» **Exercise description**:
Exactly repeat all the records below, omitting the images they hold.

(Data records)
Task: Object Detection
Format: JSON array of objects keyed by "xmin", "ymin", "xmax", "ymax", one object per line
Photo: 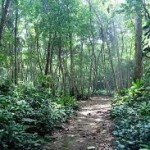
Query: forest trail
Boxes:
[{"xmin": 49, "ymin": 97, "xmax": 113, "ymax": 150}]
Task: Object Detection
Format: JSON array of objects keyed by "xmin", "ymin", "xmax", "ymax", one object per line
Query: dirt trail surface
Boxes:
[{"xmin": 49, "ymin": 97, "xmax": 113, "ymax": 150}]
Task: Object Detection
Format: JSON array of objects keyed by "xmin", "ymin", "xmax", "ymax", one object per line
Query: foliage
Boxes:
[
  {"xmin": 112, "ymin": 81, "xmax": 150, "ymax": 150},
  {"xmin": 0, "ymin": 84, "xmax": 77, "ymax": 150}
]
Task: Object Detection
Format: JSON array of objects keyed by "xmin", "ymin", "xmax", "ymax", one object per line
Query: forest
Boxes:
[{"xmin": 0, "ymin": 0, "xmax": 150, "ymax": 150}]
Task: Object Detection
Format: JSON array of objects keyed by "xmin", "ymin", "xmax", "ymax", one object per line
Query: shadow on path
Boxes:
[{"xmin": 49, "ymin": 97, "xmax": 113, "ymax": 150}]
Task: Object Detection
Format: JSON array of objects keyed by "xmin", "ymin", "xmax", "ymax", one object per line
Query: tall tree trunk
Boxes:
[
  {"xmin": 0, "ymin": 0, "xmax": 11, "ymax": 46},
  {"xmin": 14, "ymin": 0, "xmax": 18, "ymax": 84},
  {"xmin": 133, "ymin": 15, "xmax": 143, "ymax": 81},
  {"xmin": 45, "ymin": 35, "xmax": 51, "ymax": 75}
]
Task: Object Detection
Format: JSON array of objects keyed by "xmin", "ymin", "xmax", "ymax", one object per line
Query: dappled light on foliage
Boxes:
[{"xmin": 0, "ymin": 0, "xmax": 150, "ymax": 150}]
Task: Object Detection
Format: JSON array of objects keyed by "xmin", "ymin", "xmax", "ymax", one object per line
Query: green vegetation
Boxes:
[
  {"xmin": 112, "ymin": 81, "xmax": 150, "ymax": 150},
  {"xmin": 0, "ymin": 0, "xmax": 150, "ymax": 150},
  {"xmin": 0, "ymin": 85, "xmax": 77, "ymax": 150}
]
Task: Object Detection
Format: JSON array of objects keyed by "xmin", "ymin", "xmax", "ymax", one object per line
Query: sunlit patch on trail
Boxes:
[{"xmin": 47, "ymin": 97, "xmax": 113, "ymax": 150}]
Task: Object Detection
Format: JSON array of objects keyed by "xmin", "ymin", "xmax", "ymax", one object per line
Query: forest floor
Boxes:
[{"xmin": 48, "ymin": 97, "xmax": 113, "ymax": 150}]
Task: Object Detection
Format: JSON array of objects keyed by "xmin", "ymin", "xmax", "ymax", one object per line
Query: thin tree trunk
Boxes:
[
  {"xmin": 133, "ymin": 16, "xmax": 143, "ymax": 81},
  {"xmin": 0, "ymin": 0, "xmax": 11, "ymax": 46}
]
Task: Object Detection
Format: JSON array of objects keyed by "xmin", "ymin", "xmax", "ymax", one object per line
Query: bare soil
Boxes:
[{"xmin": 48, "ymin": 97, "xmax": 113, "ymax": 150}]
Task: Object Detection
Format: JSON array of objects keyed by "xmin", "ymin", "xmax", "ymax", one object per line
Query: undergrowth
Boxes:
[
  {"xmin": 0, "ymin": 85, "xmax": 78, "ymax": 150},
  {"xmin": 112, "ymin": 81, "xmax": 150, "ymax": 150}
]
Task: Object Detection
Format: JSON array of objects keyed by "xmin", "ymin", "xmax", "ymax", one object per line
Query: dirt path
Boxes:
[{"xmin": 47, "ymin": 97, "xmax": 113, "ymax": 150}]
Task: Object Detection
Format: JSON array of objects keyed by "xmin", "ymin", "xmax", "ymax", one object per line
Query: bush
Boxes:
[
  {"xmin": 112, "ymin": 81, "xmax": 150, "ymax": 150},
  {"xmin": 0, "ymin": 85, "xmax": 77, "ymax": 150}
]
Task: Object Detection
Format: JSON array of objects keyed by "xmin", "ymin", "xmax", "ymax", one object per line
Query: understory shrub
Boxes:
[
  {"xmin": 112, "ymin": 81, "xmax": 150, "ymax": 150},
  {"xmin": 0, "ymin": 85, "xmax": 77, "ymax": 150}
]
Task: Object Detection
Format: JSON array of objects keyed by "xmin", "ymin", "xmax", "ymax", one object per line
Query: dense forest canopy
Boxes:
[
  {"xmin": 0, "ymin": 0, "xmax": 149, "ymax": 96},
  {"xmin": 0, "ymin": 0, "xmax": 150, "ymax": 150}
]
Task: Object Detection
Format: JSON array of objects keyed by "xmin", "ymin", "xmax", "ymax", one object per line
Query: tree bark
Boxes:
[
  {"xmin": 133, "ymin": 15, "xmax": 143, "ymax": 81},
  {"xmin": 0, "ymin": 0, "xmax": 11, "ymax": 46}
]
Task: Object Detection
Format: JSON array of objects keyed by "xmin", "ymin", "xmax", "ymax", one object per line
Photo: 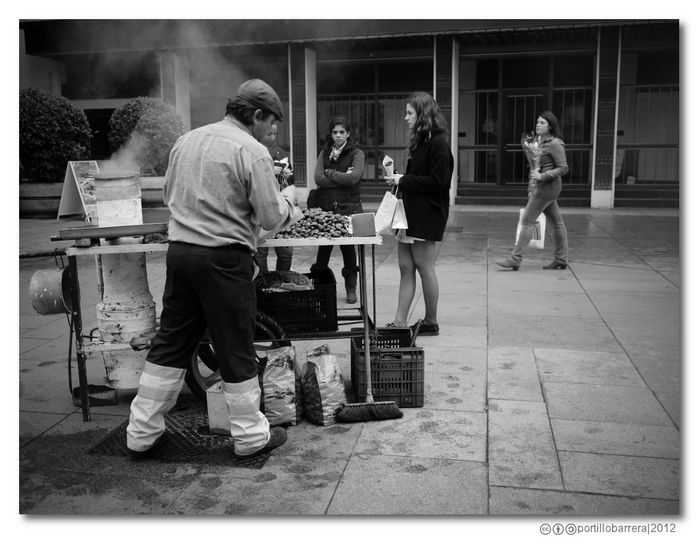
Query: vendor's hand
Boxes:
[{"xmin": 384, "ymin": 173, "xmax": 403, "ymax": 185}]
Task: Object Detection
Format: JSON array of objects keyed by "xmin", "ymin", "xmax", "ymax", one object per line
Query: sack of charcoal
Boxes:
[
  {"xmin": 260, "ymin": 346, "xmax": 300, "ymax": 426},
  {"xmin": 301, "ymin": 344, "xmax": 347, "ymax": 425}
]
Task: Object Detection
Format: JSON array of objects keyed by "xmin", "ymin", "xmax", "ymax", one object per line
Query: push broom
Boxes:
[{"xmin": 335, "ymin": 244, "xmax": 408, "ymax": 423}]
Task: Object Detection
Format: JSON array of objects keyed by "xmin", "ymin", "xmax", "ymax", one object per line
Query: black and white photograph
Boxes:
[{"xmin": 6, "ymin": 2, "xmax": 696, "ymax": 552}]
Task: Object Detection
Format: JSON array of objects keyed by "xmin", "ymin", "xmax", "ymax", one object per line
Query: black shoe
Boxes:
[
  {"xmin": 235, "ymin": 427, "xmax": 286, "ymax": 460},
  {"xmin": 495, "ymin": 258, "xmax": 519, "ymax": 271},
  {"xmin": 126, "ymin": 433, "xmax": 168, "ymax": 460},
  {"xmin": 410, "ymin": 320, "xmax": 439, "ymax": 337}
]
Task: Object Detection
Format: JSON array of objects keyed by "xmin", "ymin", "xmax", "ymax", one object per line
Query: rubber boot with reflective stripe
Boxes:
[
  {"xmin": 223, "ymin": 377, "xmax": 269, "ymax": 456},
  {"xmin": 126, "ymin": 362, "xmax": 185, "ymax": 452}
]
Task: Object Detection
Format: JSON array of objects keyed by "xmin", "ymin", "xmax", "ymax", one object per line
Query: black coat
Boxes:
[
  {"xmin": 398, "ymin": 132, "xmax": 454, "ymax": 241},
  {"xmin": 308, "ymin": 144, "xmax": 365, "ymax": 215}
]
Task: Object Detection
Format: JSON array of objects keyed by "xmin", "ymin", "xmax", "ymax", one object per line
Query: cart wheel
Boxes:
[{"xmin": 184, "ymin": 312, "xmax": 291, "ymax": 402}]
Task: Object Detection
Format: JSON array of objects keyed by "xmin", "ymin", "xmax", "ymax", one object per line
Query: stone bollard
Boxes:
[{"xmin": 95, "ymin": 172, "xmax": 155, "ymax": 390}]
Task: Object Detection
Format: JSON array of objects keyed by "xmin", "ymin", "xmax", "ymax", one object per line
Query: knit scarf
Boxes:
[{"xmin": 330, "ymin": 141, "xmax": 347, "ymax": 162}]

» **Expected answer**:
Task: Object Detection
Format: JSON array of objects keyed by "xmin", "ymin", "xmax", "ymax", one object per line
Photo: 
Query: forest trail
Boxes:
[{"xmin": 49, "ymin": 97, "xmax": 113, "ymax": 150}]
Task: Object Detection
Format: JSON array of objects keyed by "xmin", "ymin", "xmax", "ymax", one object per line
Query: dirt trail surface
Boxes:
[{"xmin": 49, "ymin": 97, "xmax": 113, "ymax": 150}]
Task: Object Detection
Format: JSON array of objects keyed by "xmin", "ymin", "xmax", "ymax", one object per line
Query: foliage
Boxes:
[
  {"xmin": 112, "ymin": 81, "xmax": 150, "ymax": 150},
  {"xmin": 0, "ymin": 84, "xmax": 77, "ymax": 150}
]
Task: Object Detection
Format: JSON array of objects keyed by "xmin", "ymin", "xmax", "ymax", one object per line
Query: forest
Boxes:
[{"xmin": 0, "ymin": 0, "xmax": 150, "ymax": 150}]
Task: Object Detection
Format: JSON array of objects keyed by "xmin", "ymin", "xmax", "ymax", one object per line
Query: shadow on path
Boxes:
[{"xmin": 49, "ymin": 97, "xmax": 113, "ymax": 150}]
Task: Object Detection
Format: JSON array of objects keyed by "xmin", "ymin", "xmax", "ymax", one object per line
Query: tall tree trunk
Boxes:
[
  {"xmin": 0, "ymin": 0, "xmax": 11, "ymax": 46},
  {"xmin": 14, "ymin": 0, "xmax": 18, "ymax": 84},
  {"xmin": 133, "ymin": 15, "xmax": 143, "ymax": 81},
  {"xmin": 45, "ymin": 35, "xmax": 51, "ymax": 75}
]
Task: Object Detection
Format: JSON array of objects keyed by "xmin", "ymin", "xmax", "ymax", one object per line
Query: dappled light on foliage
Boxes:
[{"xmin": 0, "ymin": 0, "xmax": 150, "ymax": 150}]
Task: Object Detection
Format: JSON array of objects keyed by "xmin", "ymin", "xmax", "ymax", one object per line
Query: green vegetation
Boxes:
[
  {"xmin": 112, "ymin": 81, "xmax": 150, "ymax": 150},
  {"xmin": 0, "ymin": 0, "xmax": 150, "ymax": 150},
  {"xmin": 0, "ymin": 85, "xmax": 77, "ymax": 150}
]
Task: Object Detection
Format: JSON array of objects keyed by "xmin", "ymin", "xmax", "ymax", one object per line
Query: sunlit patch on trail
Boxes:
[{"xmin": 47, "ymin": 97, "xmax": 113, "ymax": 150}]
Task: Object Detection
Format: JSON array of objects keyed by "xmin", "ymin", "xmax", "ymax", one object per line
Query: forest floor
Boxes:
[{"xmin": 48, "ymin": 97, "xmax": 113, "ymax": 150}]
Task: Object Detection
Format: JSON array of objects keyed by "xmin", "ymin", "xmax", "ymax", one object per line
Query: thin tree trunk
Boxes:
[
  {"xmin": 133, "ymin": 16, "xmax": 143, "ymax": 81},
  {"xmin": 0, "ymin": 0, "xmax": 11, "ymax": 46}
]
Task: Object Detection
Format: JSON array of objects keyed by "xmin", "ymin", "xmax", "ymax", one object per line
Query: bare soil
Boxes:
[{"xmin": 48, "ymin": 97, "xmax": 113, "ymax": 150}]
Task: Object Detection
Format: JSON array of objects keyed by "xmin", "ymin", "xmax", "ymax", one object per line
Query: undergrowth
Boxes:
[
  {"xmin": 0, "ymin": 85, "xmax": 78, "ymax": 150},
  {"xmin": 112, "ymin": 81, "xmax": 150, "ymax": 150}
]
Task: Object Detection
Format: JSON array of objects keyed by "xmin", "ymin", "xmax", "ymax", one object per line
Query: dirt path
Boxes:
[{"xmin": 47, "ymin": 97, "xmax": 113, "ymax": 150}]
Task: Object Detection
Format: JSON array of objects keyed by "xmin", "ymin", "xmax", "ymax", one object per line
Query: bush
Boxes:
[
  {"xmin": 112, "ymin": 81, "xmax": 150, "ymax": 150},
  {"xmin": 0, "ymin": 85, "xmax": 77, "ymax": 150}
]
Task: Object Detection
Format: JSON array of objects keyed by "xmin", "ymin", "xmax", "ymax", one object per line
Query: understory shrub
Boxes:
[
  {"xmin": 112, "ymin": 81, "xmax": 150, "ymax": 150},
  {"xmin": 0, "ymin": 85, "xmax": 77, "ymax": 150}
]
Task: Object Detection
Format: JSON array of objects keyed by "xmin", "ymin", "xmax", "ymax", one object per line
Query: dense forest canopy
Boxes:
[
  {"xmin": 0, "ymin": 0, "xmax": 149, "ymax": 96},
  {"xmin": 0, "ymin": 0, "xmax": 150, "ymax": 150}
]
Task: Object Detection
Format: JSON array of objects keyed by "xmin", "ymin", "xmax", "ymax", one object per line
Query: tree bark
Boxes:
[
  {"xmin": 133, "ymin": 15, "xmax": 143, "ymax": 81},
  {"xmin": 0, "ymin": 0, "xmax": 11, "ymax": 46}
]
Task: Object Detection
Format: JSON array of objects keyed by "xmin", "ymin", "xmax", "ymax", one object per line
Photo: 
Query: vendor's hand
Boxes:
[{"xmin": 384, "ymin": 173, "xmax": 403, "ymax": 185}]
Task: Object Detection
Format: JSON array of objects keyed by "xmin", "ymin", "xmax", "ymax", one object per line
Query: sack of charcoal
Boxes:
[
  {"xmin": 260, "ymin": 346, "xmax": 300, "ymax": 426},
  {"xmin": 301, "ymin": 344, "xmax": 347, "ymax": 425}
]
Task: Object Detection
Format: JSON array of objects keyed by "xmin", "ymin", "xmax", "ymax", one object per line
Query: push broom
Boxes:
[{"xmin": 335, "ymin": 244, "xmax": 408, "ymax": 423}]
Task: Object Detection
Format: JSON array of objects keyed by "xmin", "ymin", "xmax", "ymax", one object per line
Query: black and white photograph
Boxes:
[{"xmin": 6, "ymin": 2, "xmax": 696, "ymax": 552}]
Task: Object Detection
Format: JSON array of objects keyed by "xmin", "ymin", "xmax", "ymax", one object per line
Query: black shoe
Boxes:
[
  {"xmin": 235, "ymin": 427, "xmax": 286, "ymax": 460},
  {"xmin": 495, "ymin": 258, "xmax": 519, "ymax": 271},
  {"xmin": 126, "ymin": 433, "xmax": 168, "ymax": 460},
  {"xmin": 410, "ymin": 320, "xmax": 439, "ymax": 337}
]
Task: Object Detection
Format: JSON array of objects keyed by "xmin", "ymin", "xmax", "ymax", one object per line
Query: rubber boot with reflective stripe
Boxes:
[
  {"xmin": 223, "ymin": 377, "xmax": 269, "ymax": 456},
  {"xmin": 126, "ymin": 362, "xmax": 185, "ymax": 452}
]
Task: Object Detection
Format: JSON array of objects keyed by "xmin", "ymin", "xmax", "ymax", one object per line
Query: black coat
Boxes:
[
  {"xmin": 398, "ymin": 132, "xmax": 454, "ymax": 241},
  {"xmin": 308, "ymin": 144, "xmax": 365, "ymax": 215}
]
Task: Object Detection
Format: JSON array of objects keyed by "xmin", "ymin", "xmax", "ymax", one object per line
Query: cart wheel
Boxes:
[{"xmin": 184, "ymin": 312, "xmax": 291, "ymax": 402}]
Task: Object Detection
Format: JSON array of objects keyed by "xmin", "ymin", "xmax", "ymax", one object per line
Query: stone bollard
Boxes:
[{"xmin": 95, "ymin": 172, "xmax": 155, "ymax": 390}]
Task: Object Detection
Format: JSON array of objects keyed by "xmin", "ymin", "xmax", "ymax", one object per line
Query: knit scarf
Boxes:
[{"xmin": 330, "ymin": 141, "xmax": 347, "ymax": 162}]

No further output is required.